> SHORT EXERCISE A
Report each line of the records that contains the string "ceiling".

> SUPPLIED PASSAGE
● ● ● ●

Something must happen. Things probably start out with a warning, but eventually assets are going to be allocated. The thing that worries me (and it doesn't seem to worry you as much, which is actually reassuring) is the situation where EVERY desk is suddenly SIGNIFICANTLY over their VaR limits. It's not a matter of gradation of some fine numbers. What if absolutely every single desk suddenly comes up in a report as being over their VaR limits? Am I wrong to think that some high level managers will start to freak out? Is it inconceivable that if (when?) vols snap up and all VaR numbers suddenly quadruple that this would cause some serious reallocation of assets? The very process of which will exacerbate volatilities?
For the record, I'm not caught up with precision. On the contrary, the thing that worries me is that a lot of people I talk to have a lot of faith in people like you. It might not be as obvious to them as it is to you that those numbers are really accurate to no more than 1 digit even though 3 or 4 are reported. They think that since there are so many smart people working in risk management that the risk is probably actually managed pretty well. With over $17 trillion in CDS out there, and no one has a clue on how to model the risk, you tell me how confident they should be in risk management.
Anyway, kind of the point (and to try to tie it back to the original subject of this thread) is that if you told some nonmathematically inclined manager that you had a group of 10 PhDs constructing a huge correlation matrix, then you and I know that the whole exercise is pretty much pointless and the resulting emprical correlation matrix contains almost no information, but it is easy to imagine how that nonmathematically inclined manager may be impressed and think things are under control since so much firepower has been thrown at the problem. I think a large population of the finance industry does not know that a 1000 x 1000 or 10000 x 10000 correlation matrix is pretty useless. A lot of those people are in control of large sums of money. Those are the people that worry me. The ones who will see spikes in VaR numbers across the board (which I view as an almost certainty) and not know how to respond. Not everyone in a decision making position is as smart as you unfortunately
We'll see. Like I said, I have only been working in finance for less than 1.5 years and haven't see a market crisis yet. When LTCM blew up, I was more interested in hanging out with John Baez and learning about quantum gravity and representations of Lie algebras. I have a lot of history to live before I'll even begin to have a clue (if ever).

● ● ● ●

> Entries for locating named things
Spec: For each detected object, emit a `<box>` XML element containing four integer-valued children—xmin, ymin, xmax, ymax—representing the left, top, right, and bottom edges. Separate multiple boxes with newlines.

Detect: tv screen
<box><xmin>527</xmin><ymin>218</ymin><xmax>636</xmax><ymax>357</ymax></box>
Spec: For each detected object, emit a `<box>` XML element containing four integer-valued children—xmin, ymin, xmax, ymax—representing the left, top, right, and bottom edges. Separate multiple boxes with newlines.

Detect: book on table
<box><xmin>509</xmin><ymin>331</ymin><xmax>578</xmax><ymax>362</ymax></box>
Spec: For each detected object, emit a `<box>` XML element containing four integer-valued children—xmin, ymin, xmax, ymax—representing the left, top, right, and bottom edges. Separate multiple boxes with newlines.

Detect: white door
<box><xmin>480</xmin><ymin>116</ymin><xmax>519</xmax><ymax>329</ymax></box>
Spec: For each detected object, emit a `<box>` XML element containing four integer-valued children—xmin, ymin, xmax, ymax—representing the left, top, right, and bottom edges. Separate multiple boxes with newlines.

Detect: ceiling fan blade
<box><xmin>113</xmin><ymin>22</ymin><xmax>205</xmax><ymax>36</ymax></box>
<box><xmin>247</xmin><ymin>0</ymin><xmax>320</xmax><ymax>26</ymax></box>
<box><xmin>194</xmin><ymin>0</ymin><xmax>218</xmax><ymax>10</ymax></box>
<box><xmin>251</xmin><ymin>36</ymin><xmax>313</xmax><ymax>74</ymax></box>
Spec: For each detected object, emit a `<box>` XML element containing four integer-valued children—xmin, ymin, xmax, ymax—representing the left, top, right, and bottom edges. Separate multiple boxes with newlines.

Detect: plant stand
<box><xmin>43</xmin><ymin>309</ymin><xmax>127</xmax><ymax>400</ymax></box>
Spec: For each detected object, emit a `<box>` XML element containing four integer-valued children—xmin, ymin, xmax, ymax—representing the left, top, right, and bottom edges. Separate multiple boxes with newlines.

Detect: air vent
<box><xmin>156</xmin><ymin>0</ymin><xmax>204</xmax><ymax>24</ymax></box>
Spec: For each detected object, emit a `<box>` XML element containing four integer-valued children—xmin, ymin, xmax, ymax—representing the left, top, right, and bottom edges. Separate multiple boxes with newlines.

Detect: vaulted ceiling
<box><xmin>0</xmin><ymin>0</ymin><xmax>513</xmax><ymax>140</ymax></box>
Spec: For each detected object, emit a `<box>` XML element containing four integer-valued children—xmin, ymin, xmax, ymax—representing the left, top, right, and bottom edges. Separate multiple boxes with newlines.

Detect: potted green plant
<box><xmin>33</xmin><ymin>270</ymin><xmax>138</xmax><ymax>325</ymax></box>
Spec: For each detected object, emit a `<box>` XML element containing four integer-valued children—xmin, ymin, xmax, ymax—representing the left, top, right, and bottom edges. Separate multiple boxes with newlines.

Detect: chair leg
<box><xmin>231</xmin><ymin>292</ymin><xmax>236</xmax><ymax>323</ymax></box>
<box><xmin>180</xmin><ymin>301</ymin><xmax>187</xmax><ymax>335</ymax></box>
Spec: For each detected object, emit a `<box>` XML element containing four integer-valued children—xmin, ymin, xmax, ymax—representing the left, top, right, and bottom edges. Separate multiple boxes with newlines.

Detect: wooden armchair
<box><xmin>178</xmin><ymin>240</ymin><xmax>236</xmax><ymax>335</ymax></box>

● ● ● ●

> SHORT EXERCISE B
How much in CDS does the post on VaR limits say is out there?

> EXERCISE RESULT A
Detect: ceiling fan blade
Detect: vaulted ceiling

> EXERCISE RESULT B
Over $17 trillion.